**Task material:**
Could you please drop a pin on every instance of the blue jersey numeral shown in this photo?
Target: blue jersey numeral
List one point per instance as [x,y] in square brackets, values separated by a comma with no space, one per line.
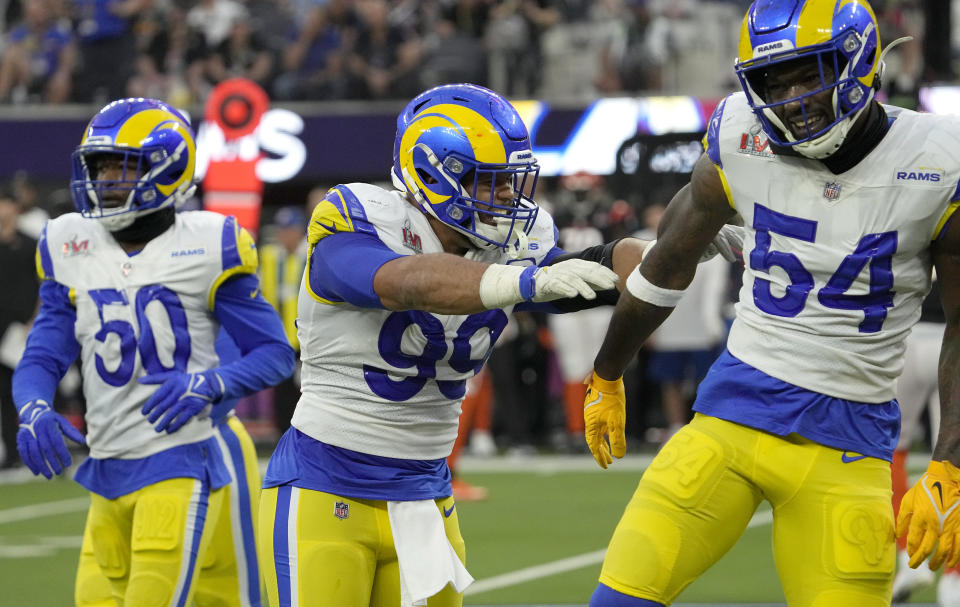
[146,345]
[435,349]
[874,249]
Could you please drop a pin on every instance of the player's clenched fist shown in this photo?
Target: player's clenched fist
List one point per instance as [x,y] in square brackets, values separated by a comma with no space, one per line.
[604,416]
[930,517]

**Given problem:** Scale the material above by reproducing every line, requests included, with each point coordinate in the answers multiplied by 1.7 and rounded to the nearest whole number, halves rounded up. Omit the pictures from your reply.

**Task response:**
Could you please drop a pin on every instance of the blue jersey numeral shown in this photo?
Target: blue jersey numeral
List one point per instance as [x,y] in square brackets, values separated by a comma with no space, one per line.
[248,587]
[740,593]
[1486,423]
Could you please drop a pin on every instance of the player's clenched fist shown in this photo?
Target: player's clenched fist
List one point per instance as [x,y] in square brackets, values separated by a comma with no space, one per line.
[1027,707]
[1581,879]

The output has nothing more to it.